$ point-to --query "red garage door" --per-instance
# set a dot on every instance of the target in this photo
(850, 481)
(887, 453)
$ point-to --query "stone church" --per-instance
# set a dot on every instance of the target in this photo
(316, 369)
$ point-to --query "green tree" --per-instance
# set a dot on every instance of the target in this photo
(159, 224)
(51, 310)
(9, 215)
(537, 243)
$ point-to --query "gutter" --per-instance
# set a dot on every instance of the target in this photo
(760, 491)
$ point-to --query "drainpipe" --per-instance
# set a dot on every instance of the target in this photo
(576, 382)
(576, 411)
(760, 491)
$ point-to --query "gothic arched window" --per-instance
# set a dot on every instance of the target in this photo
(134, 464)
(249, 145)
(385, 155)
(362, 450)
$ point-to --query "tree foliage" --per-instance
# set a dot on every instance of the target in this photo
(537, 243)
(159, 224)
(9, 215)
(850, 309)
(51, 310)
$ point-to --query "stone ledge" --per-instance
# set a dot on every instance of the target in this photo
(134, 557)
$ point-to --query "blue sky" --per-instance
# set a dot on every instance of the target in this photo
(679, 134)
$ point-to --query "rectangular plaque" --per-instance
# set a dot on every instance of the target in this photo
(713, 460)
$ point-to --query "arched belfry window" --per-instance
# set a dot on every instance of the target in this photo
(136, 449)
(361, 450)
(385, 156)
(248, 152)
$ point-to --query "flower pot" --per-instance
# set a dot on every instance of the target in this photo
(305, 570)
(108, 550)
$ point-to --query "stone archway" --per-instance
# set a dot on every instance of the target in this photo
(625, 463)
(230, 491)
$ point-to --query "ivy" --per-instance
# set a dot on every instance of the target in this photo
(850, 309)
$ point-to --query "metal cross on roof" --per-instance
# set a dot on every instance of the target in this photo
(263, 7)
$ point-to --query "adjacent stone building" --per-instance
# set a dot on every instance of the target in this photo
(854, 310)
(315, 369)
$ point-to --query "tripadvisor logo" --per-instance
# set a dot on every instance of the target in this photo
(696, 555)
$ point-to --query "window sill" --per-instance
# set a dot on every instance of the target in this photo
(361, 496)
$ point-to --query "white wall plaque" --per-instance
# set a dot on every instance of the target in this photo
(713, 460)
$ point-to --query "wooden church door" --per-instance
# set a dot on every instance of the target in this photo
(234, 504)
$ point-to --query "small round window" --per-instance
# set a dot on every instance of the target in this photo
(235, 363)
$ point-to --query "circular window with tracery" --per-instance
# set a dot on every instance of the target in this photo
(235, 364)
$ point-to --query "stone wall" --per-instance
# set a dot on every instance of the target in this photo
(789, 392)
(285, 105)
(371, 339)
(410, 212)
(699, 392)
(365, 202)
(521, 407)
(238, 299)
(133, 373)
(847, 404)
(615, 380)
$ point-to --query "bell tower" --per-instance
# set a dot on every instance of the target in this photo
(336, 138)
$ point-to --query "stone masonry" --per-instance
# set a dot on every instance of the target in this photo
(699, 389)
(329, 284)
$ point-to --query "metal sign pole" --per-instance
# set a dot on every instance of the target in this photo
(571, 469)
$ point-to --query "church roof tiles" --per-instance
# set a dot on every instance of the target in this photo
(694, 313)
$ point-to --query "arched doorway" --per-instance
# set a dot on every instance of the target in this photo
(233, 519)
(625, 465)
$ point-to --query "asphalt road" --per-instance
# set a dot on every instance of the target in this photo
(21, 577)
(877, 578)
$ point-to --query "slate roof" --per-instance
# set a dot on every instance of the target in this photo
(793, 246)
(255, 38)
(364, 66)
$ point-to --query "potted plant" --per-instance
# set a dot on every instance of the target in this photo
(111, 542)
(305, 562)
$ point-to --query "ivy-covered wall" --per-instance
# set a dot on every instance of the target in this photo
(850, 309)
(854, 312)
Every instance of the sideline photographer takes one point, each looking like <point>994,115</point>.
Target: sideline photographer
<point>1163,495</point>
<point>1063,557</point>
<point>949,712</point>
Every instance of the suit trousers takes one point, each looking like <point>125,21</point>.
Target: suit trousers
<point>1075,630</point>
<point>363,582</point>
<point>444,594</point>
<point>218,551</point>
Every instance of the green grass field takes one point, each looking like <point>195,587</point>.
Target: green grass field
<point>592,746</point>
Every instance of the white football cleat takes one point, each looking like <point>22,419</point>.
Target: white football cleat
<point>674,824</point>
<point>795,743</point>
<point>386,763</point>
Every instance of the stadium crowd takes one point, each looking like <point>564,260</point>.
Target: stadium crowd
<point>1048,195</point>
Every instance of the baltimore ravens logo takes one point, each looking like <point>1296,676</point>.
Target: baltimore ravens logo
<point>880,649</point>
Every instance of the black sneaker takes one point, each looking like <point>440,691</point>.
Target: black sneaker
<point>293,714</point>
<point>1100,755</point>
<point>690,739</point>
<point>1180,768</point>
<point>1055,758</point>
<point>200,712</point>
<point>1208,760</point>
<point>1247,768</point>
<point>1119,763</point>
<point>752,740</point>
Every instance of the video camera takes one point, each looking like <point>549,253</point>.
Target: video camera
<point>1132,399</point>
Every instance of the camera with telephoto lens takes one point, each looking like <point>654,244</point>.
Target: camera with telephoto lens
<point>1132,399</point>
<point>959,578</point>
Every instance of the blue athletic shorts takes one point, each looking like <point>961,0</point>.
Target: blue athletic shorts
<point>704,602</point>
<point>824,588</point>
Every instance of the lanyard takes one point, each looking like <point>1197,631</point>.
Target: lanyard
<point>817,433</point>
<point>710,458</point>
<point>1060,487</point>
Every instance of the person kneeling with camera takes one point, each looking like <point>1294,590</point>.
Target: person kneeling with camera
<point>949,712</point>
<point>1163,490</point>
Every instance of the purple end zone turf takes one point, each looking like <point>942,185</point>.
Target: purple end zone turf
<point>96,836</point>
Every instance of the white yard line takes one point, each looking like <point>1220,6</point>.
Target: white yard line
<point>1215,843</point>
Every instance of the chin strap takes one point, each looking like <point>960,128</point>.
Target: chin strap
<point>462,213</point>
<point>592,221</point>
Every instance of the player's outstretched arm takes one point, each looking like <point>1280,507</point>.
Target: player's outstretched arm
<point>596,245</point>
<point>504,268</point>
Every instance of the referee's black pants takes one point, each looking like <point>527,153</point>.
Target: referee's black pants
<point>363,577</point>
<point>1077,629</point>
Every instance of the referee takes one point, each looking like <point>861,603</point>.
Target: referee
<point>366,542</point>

> **WHAT TO PRODUCE**
From the first line to the last, return the data exactly.

> **REPLY**
$ point-to --query "red garage door" --per-instance
# set a dot on every instance of the target in this photo
(850, 481)
(887, 453)
$ point-to --query "stone church" --per-instance
# set a dot on every instance of the target in this photo
(316, 369)
$ point-to --query "green tree" --per-instance
# set a dot on every instance of the target in this photo
(159, 224)
(51, 310)
(9, 215)
(537, 243)
$ point-to --query "gutter" --per-instance
# set a dot on every instance of the target in this photo
(760, 491)
$ point-to --query "drainpipe" --per-instance
# set a dot on every instance of the target in this photo
(576, 382)
(576, 411)
(760, 491)
$ point-to --query "gothic arched window" --per-instance
# set a dot on every instance of the target in this photo
(134, 464)
(249, 145)
(385, 155)
(362, 450)
$ point-to --query "tree foliage" --per-instance
# set a dot on every instance of the target in this photo
(537, 243)
(159, 224)
(9, 215)
(850, 309)
(51, 310)
$ point-to --query "stone ledge" --per-instance
# set a dot on every instance of the target in this photo
(134, 557)
$ point-to --query "blue sky" --per-instance
# set a dot on every instance of the target in this photo
(679, 134)
$ point-to --query "rectangular plaque" --per-instance
# set a dot on every instance of the target in this photo
(713, 460)
$ point-to --query "arched belfry window" --per-instance
# set a dot on every instance of the target in this photo
(136, 449)
(361, 450)
(385, 156)
(248, 152)
$ point-to --query "flower pot" --per-instance
# set a dot on every instance of the target in this photo
(305, 570)
(108, 550)
$ point-to --query "stone archway" --per-instance
# set a dot on every instance of the target in this photo
(625, 463)
(230, 491)
$ point-to --query "ivy" --per-instance
# set a dot on every instance of the target in this photo
(850, 309)
$ point-to --query "metal cross on roof" --per-instance
# set a dot on every instance of the target in this photo
(263, 7)
$ point-to --query "adjacent stone building" --per-instance
# set a dot on every instance of the target in this photo
(854, 310)
(315, 369)
$ point-to --query "tripadvisor logo" --per-instance
# set a dot on every instance of the target in this photo
(696, 555)
$ point-to --query "window sill" --per-instance
# set a dot on every instance of the target in this photo
(361, 496)
$ point-to --query "white wall plaque" --per-instance
# set a dot on every instance of the target in this photo
(713, 460)
$ point-to --query "wooden church door" --per-instance
# set a dot on every instance of the target in this photo
(234, 504)
$ point-to --query "small round window" --per-instance
# set a dot on every instance of the target in this photo
(235, 363)
$ point-to --query "circular window with tracery" --per-instance
# set a dot on every instance of the target in this photo
(235, 364)
$ point-to --query "stone wall" --per-instance
# set a dot on every instance of the target in this photo
(789, 392)
(285, 105)
(371, 339)
(410, 212)
(699, 392)
(365, 202)
(521, 407)
(238, 299)
(133, 373)
(847, 404)
(615, 380)
$ point-to --query "bell tower" --per-instance
# set a dot on every instance of the target in this photo
(336, 138)
$ point-to --query "stone masonry" --per-instance
# set a dot on every instance of the target in this photo
(699, 389)
(329, 284)
$ point-to --query "metal sign pole" --per-instance
# set a dot on every instance of the target in this photo
(571, 469)
$ point-to --query "church roof tiles" --per-instance
# set a dot on every instance of the target in this photo
(694, 313)
$ point-to --query "arched doorway" --per-instance
# set a dot on every instance of the target in this photo
(233, 519)
(625, 465)
$ point-to --query "asphalt road" --per-instance
# set a dot on every instance of the target in this photo
(21, 577)
(877, 578)
$ point-to --query "slate roof" --per-instance
# set a dot on every instance of the target in this photo
(793, 246)
(255, 38)
(364, 66)
$ point-to --query "potted plant" --per-instance
# set a dot on every instance of the target in this photo
(111, 542)
(305, 562)
$ point-to --query "ivy-covered wall" --per-instance
# set a dot on every instance of the target in this photo
(850, 309)
(854, 312)
Every instance of the sideline photographer takes one point, each looking like <point>994,115</point>.
Target: sideline photographer
<point>1163,495</point>
<point>1063,557</point>
<point>949,712</point>
Every instance of the suit trousers takes one point, each looking like <point>125,21</point>.
Target: suit trousers
<point>1075,630</point>
<point>363,582</point>
<point>444,594</point>
<point>218,551</point>
Every instance of the green grass field takes one point, each looking like <point>195,587</point>.
Target: green grass field
<point>592,746</point>
Every instance of the white football cleat takes one point, each looking like <point>22,419</point>.
Target: white football cleat
<point>674,824</point>
<point>795,743</point>
<point>386,763</point>
Every instance of the stadium crowd takes one point, each looking like <point>564,260</point>.
Target: stadium crowd
<point>1048,195</point>
Every instance of the baltimore ravens logo takes one point, each looking like <point>1296,676</point>.
Target: baltimore ravens logo
<point>880,649</point>
Every instance of the black sneaker takes one point, each looking like <point>440,691</point>.
Target: black sneaker
<point>293,714</point>
<point>1100,755</point>
<point>690,739</point>
<point>1180,768</point>
<point>1055,758</point>
<point>200,712</point>
<point>1208,760</point>
<point>1247,768</point>
<point>1119,763</point>
<point>752,740</point>
Every instance of the video camera takes one point, each looking like <point>549,253</point>.
Target: video camera
<point>1132,399</point>
Every instance of the camera with telephoto lens takes one point, each looking like <point>654,244</point>.
Target: camera with telephoto lens
<point>1132,399</point>
<point>959,578</point>
Every instance of the blue athletic shorts takes one point, each looking like <point>961,0</point>.
Target: blue athletic shorts
<point>704,602</point>
<point>824,588</point>
Every instance of the lanyard takes one point, each looking like <point>1197,631</point>.
Target: lanyard
<point>817,433</point>
<point>710,458</point>
<point>1060,487</point>
Every instance of the person kneeling with camera takes one point, each looking like <point>1294,590</point>.
Target: person kneeling with camera
<point>949,712</point>
<point>1163,490</point>
Every instance of the purple end zone turf takes one point, each looking like <point>942,185</point>.
Target: purple end zone turf
<point>96,836</point>
Every instance of the white yard line takes one point, each looking like <point>1220,6</point>.
Target: white yard line
<point>1215,843</point>
Every instance of the chin strap takes one point, each looking like <point>960,128</point>.
Target: chin strap
<point>462,213</point>
<point>592,221</point>
Every instance of the player's outstretched arm takes one point, each looking like <point>1280,507</point>.
Target: player's outstretched arm
<point>596,245</point>
<point>504,268</point>
Every instance of the referee's black pants takes one point, each looking like <point>527,153</point>.
Target: referee's black pants
<point>363,577</point>
<point>1077,629</point>
Every instance of the referee takes one point, each looking like <point>861,603</point>.
Target: referee
<point>366,542</point>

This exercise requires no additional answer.